> [Dataset entries]
— begin —

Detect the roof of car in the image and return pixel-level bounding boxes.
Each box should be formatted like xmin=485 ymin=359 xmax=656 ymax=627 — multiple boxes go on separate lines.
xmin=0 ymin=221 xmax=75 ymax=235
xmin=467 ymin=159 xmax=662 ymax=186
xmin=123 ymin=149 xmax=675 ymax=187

— end —
— begin —

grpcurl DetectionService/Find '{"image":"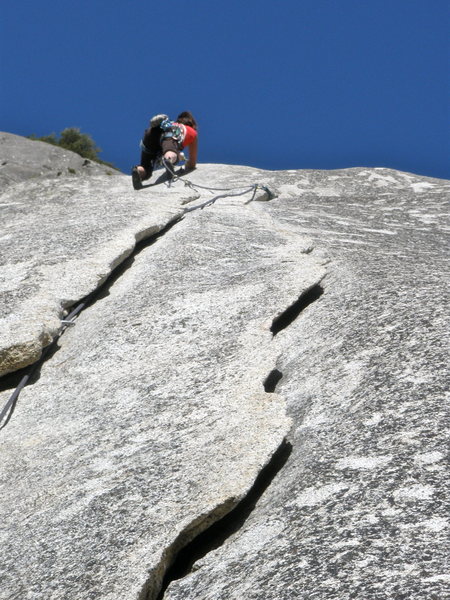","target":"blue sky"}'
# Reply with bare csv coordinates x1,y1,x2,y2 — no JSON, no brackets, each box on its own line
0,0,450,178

— end —

> [Given task]
Reproduce verbatim the data from the line containing "Detect the roof" through the line containing "xmin=123 ymin=149 xmax=675 ymax=187".

> [Written answer]
Detect the roof of car in the image and return pixel-level bounding boxes.
Each box should be formatted like xmin=485 ymin=359 xmax=656 ymax=627 — multiple boxes go on separate lines.
xmin=0 ymin=221 xmax=75 ymax=235
xmin=467 ymin=159 xmax=662 ymax=186
xmin=123 ymin=149 xmax=675 ymax=187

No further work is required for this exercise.